The task — Go through the entries below and write each one out exactly.
Data provided: Begin
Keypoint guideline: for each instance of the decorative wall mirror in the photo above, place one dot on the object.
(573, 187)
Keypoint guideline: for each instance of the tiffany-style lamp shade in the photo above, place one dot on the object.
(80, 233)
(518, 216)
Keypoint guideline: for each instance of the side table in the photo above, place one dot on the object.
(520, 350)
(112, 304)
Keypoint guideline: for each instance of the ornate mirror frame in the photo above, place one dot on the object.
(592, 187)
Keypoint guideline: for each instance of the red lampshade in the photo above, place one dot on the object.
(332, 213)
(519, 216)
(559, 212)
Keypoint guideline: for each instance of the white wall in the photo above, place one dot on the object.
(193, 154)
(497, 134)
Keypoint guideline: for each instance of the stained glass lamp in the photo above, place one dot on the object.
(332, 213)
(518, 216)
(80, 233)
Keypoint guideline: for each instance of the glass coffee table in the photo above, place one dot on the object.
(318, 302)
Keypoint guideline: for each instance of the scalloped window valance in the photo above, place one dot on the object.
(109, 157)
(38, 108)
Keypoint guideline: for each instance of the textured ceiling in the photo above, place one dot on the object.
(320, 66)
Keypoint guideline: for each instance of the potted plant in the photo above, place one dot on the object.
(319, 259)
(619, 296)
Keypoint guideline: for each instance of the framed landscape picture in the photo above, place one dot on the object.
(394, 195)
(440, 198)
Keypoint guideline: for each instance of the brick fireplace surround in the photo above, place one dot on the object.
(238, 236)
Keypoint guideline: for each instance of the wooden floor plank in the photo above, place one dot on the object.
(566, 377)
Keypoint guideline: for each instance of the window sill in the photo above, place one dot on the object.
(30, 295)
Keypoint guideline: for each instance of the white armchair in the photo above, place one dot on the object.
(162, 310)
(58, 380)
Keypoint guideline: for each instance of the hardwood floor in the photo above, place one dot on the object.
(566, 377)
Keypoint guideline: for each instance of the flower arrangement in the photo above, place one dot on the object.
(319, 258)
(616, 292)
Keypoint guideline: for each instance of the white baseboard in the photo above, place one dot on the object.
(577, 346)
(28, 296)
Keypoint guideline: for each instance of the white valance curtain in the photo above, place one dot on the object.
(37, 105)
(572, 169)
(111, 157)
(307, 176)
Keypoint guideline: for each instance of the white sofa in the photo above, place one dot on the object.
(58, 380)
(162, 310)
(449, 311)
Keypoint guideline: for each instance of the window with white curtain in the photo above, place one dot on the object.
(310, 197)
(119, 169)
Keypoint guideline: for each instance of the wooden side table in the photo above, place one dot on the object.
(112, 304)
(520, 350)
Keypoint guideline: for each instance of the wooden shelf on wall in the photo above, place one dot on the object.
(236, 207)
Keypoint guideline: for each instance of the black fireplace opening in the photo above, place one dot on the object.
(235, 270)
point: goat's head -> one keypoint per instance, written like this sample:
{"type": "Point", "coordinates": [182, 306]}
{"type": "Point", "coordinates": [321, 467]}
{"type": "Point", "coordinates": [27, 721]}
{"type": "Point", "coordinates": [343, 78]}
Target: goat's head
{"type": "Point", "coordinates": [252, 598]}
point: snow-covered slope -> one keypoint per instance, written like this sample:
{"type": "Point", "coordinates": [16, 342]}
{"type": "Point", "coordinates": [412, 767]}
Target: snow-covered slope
Data provided: End
Solution for this task —
Keypoint guideline: for each instance of the decorative wall mirror in the photo above, place one dot on the object.
(573, 187)
Keypoint guideline: for each instance of the tiffany-style lamp shade in the photo above, place one dot on the object.
(80, 233)
(518, 216)
Keypoint guideline: for each instance of the side table in the photo above, place one dot on the object.
(520, 350)
(112, 304)
Keypoint guideline: for each instance of the ornate mirror frame in the photo above, place one dot on the object.
(592, 187)
Keypoint guideline: for each instance of the red lampshade in the photo above, place one dot on the object.
(332, 213)
(519, 216)
(559, 212)
Keypoint guideline: for each instance of the white wall in the photo above, place one dot on the object.
(193, 154)
(497, 134)
Keypoint guideline: for each instance of the stained glass lamp in the photo above, place one dot on the object.
(332, 213)
(518, 216)
(80, 233)
Keypoint guideline: for each instance of the glass coffee table in the photo above, place one dot on the object.
(318, 302)
Keypoint guideline: for each instance of the scalloped window valance in the photo above, place one dot on the object.
(109, 157)
(38, 108)
Keypoint guideline: for each instance of the textured ceiling in the photo above, place one dot on the object.
(320, 66)
Keypoint guideline: for each instance of the potted plant in the photo above, place one dot on the object.
(319, 259)
(619, 296)
Keypoint guideline: for each instance of the framed landscape picture in the photo above, place one dot on the object.
(394, 195)
(440, 198)
Keypoint guideline: for each instance of the brick fireplace surround in the photo above, place one dot on the object.
(238, 236)
Keypoint guideline: for each instance of the wooden floor plank in the photo above, place one dot on the object.
(566, 377)
Keypoint guideline: for each instance of the window sill in the photo above, place one dot on the object.
(30, 295)
Keypoint guideline: for each instance of the white armchair in the photo above, place one dot on the object.
(162, 310)
(58, 380)
Keypoint guideline: for each instance of the hardwood floor in the photo above, place one dot on the object.
(566, 377)
Keypoint guideline: for each instance of the flower arrangement in the photo above, place one dot on the object.
(319, 258)
(616, 292)
Keypoint guideline: for each instance of the white baseboard in the photo above, place one dot on the object.
(577, 346)
(28, 296)
Keypoint guideline: for each instance of the white valance curtain in the photo above, place one dot on the object.
(37, 105)
(572, 169)
(111, 157)
(307, 176)
Keypoint guideline: for each instance of the white sofa in the photo above, place one dot on the object.
(58, 380)
(162, 310)
(449, 311)
Keypoint guideline: for each instance of the window with white curtain in the photo above, place one dot on the object.
(310, 197)
(119, 169)
Keypoint guideline: for each instance of the wooden side table in the photo above, place one dot on the object.
(112, 304)
(520, 350)
Keypoint guideline: for each instance of the wooden shelf on wall in the photo above, place one dot on the object.
(236, 207)
Keypoint guideline: for each instance of the black fireplace opening in the photo above, place one dot on the object.
(235, 270)
point: goat's head -> one keypoint per instance, written like this sample:
{"type": "Point", "coordinates": [182, 306]}
{"type": "Point", "coordinates": [321, 467]}
{"type": "Point", "coordinates": [27, 721]}
{"type": "Point", "coordinates": [343, 78]}
Target: goat's head
{"type": "Point", "coordinates": [252, 598]}
point: snow-covered slope -> one keypoint per instance, written like this sample:
{"type": "Point", "coordinates": [16, 342]}
{"type": "Point", "coordinates": [412, 767]}
Target: snow-covered slope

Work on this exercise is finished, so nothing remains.